**REQUIRED WORK:** Count the lines of the records that contain the string "loose", treating uppercase and lowercase as distinct. Give only the number.

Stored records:
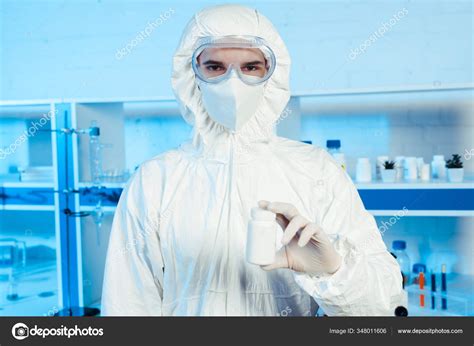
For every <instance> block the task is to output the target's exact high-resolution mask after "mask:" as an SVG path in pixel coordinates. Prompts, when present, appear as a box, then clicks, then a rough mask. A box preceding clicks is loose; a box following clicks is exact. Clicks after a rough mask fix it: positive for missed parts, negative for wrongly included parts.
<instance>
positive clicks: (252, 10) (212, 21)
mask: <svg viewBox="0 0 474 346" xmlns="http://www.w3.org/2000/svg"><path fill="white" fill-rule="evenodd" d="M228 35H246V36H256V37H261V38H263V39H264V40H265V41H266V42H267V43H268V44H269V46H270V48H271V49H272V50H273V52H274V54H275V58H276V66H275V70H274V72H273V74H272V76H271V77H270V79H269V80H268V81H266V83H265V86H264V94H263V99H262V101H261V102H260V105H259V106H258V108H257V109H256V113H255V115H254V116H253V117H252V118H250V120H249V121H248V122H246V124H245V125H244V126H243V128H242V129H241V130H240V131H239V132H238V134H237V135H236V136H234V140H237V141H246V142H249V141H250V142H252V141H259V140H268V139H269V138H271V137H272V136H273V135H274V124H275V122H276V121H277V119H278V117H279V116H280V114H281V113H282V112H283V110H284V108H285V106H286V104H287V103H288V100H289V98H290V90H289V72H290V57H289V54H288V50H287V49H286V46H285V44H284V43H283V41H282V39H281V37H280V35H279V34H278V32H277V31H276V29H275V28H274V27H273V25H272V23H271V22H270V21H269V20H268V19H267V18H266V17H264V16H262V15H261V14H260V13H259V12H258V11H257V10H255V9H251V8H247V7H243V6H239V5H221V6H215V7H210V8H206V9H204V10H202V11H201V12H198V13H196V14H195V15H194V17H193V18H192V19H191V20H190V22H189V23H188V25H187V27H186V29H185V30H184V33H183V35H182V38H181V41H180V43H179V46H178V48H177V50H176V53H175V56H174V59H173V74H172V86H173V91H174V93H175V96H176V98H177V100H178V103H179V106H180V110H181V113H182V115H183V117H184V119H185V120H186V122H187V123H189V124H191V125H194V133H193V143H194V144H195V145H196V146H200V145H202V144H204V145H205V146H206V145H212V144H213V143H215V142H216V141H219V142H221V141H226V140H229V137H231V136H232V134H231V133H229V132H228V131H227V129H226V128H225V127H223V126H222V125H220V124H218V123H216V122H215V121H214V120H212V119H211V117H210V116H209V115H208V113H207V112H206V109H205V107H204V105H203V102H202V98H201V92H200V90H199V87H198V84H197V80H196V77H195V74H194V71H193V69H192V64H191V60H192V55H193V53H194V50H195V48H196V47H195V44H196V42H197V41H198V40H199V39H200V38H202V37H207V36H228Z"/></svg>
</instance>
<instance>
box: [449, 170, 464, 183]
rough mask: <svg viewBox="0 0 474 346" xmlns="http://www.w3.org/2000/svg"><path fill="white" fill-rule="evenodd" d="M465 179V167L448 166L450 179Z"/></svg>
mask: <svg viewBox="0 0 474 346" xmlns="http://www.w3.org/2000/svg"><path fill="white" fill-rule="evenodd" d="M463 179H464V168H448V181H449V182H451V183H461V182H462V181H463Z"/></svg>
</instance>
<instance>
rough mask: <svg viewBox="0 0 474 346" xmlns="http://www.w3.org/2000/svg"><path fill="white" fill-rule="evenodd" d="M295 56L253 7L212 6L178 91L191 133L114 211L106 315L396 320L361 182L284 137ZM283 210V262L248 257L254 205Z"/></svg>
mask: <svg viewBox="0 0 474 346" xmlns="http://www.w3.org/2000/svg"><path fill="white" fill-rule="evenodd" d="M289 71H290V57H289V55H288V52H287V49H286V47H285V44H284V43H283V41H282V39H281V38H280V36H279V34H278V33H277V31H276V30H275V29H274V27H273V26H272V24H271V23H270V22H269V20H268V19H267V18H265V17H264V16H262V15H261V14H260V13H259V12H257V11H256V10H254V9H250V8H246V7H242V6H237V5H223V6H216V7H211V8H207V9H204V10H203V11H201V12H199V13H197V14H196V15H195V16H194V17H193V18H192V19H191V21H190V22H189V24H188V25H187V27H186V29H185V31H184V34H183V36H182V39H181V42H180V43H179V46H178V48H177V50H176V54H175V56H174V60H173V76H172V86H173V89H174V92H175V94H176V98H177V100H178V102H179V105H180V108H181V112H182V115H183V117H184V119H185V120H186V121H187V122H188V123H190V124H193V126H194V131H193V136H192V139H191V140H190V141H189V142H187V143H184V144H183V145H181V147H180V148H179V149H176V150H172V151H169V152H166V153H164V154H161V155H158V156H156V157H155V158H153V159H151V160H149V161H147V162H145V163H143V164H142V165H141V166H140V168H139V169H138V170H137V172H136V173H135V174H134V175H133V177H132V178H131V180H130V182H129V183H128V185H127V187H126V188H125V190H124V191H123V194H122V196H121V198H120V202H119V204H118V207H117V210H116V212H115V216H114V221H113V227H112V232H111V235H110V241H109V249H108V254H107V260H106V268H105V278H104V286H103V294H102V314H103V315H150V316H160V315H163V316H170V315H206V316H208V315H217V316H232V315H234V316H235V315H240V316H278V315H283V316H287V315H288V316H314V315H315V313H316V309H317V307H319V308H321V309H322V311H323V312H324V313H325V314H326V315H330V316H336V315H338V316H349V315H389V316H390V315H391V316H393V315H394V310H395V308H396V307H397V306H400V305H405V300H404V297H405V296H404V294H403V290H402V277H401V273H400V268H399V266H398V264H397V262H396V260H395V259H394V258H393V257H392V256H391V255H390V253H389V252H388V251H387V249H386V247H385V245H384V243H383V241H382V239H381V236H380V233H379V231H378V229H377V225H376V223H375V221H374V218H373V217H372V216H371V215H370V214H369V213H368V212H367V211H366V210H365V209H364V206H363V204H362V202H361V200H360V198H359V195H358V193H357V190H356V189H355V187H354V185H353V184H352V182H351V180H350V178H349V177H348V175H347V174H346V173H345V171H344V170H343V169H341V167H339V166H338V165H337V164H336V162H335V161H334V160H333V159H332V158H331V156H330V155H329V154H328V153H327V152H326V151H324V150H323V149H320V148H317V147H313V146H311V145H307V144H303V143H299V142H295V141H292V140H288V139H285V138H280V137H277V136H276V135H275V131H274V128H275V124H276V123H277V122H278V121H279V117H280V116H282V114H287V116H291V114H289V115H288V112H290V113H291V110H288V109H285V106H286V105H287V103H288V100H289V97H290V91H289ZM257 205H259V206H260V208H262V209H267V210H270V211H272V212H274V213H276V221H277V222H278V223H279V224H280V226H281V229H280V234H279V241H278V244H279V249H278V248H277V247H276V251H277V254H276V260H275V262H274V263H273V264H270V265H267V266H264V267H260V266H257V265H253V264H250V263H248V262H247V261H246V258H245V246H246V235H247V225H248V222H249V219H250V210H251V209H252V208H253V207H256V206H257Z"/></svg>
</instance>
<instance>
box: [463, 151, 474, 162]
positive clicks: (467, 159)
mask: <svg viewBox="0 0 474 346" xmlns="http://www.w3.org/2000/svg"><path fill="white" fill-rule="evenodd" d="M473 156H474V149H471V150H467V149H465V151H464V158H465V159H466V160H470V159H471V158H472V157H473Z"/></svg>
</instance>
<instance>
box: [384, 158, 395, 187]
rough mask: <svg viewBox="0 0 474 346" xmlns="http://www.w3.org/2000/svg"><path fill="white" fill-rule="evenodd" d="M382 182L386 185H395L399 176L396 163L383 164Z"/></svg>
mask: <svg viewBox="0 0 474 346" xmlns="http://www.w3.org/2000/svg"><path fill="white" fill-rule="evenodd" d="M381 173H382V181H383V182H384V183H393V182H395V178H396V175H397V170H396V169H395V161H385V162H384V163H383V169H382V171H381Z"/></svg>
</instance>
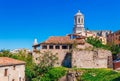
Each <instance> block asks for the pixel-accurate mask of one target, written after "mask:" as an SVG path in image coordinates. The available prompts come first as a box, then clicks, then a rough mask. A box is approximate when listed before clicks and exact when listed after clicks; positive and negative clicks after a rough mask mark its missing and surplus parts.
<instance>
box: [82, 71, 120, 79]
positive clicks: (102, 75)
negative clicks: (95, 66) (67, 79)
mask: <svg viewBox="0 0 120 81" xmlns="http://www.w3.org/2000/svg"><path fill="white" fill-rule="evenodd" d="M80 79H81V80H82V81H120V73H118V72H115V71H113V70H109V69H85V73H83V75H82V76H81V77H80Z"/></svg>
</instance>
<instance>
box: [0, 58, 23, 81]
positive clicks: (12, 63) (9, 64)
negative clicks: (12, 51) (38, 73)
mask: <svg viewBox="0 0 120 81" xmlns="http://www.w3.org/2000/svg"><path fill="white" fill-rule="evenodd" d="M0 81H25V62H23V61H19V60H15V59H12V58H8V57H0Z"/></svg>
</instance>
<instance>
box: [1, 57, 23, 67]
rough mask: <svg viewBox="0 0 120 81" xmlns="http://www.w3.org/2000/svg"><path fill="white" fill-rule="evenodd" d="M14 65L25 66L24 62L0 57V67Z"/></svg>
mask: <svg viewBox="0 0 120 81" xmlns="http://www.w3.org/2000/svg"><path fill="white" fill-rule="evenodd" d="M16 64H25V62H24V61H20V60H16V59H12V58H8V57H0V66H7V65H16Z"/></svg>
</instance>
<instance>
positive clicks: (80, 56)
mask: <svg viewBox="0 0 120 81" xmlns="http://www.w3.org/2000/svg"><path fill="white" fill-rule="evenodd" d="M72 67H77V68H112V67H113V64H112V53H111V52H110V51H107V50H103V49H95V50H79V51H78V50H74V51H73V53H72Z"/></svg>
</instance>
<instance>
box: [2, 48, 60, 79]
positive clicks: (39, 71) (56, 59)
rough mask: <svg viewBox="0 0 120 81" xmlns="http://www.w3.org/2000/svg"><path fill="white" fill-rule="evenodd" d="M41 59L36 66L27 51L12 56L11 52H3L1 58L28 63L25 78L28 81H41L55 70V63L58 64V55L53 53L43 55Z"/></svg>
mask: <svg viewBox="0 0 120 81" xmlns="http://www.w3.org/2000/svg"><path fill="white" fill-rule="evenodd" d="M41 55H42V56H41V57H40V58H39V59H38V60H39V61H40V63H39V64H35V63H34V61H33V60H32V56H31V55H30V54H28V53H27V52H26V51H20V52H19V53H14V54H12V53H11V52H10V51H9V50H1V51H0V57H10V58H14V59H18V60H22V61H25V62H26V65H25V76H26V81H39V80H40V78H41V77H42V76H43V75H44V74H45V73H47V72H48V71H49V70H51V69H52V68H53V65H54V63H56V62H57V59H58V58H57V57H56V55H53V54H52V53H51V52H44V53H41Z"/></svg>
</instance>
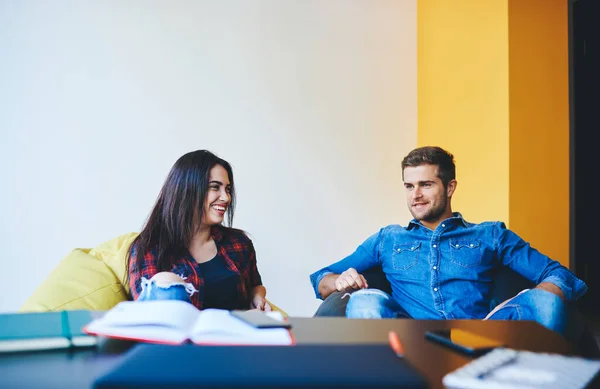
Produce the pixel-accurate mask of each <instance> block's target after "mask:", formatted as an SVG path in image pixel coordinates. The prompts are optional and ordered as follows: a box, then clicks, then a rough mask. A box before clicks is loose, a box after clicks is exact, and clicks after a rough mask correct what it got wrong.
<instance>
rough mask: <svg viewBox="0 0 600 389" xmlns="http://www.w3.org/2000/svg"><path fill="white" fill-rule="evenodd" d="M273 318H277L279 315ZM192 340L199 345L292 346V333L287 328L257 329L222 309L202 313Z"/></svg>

**WRITTEN RESPONSE:** 2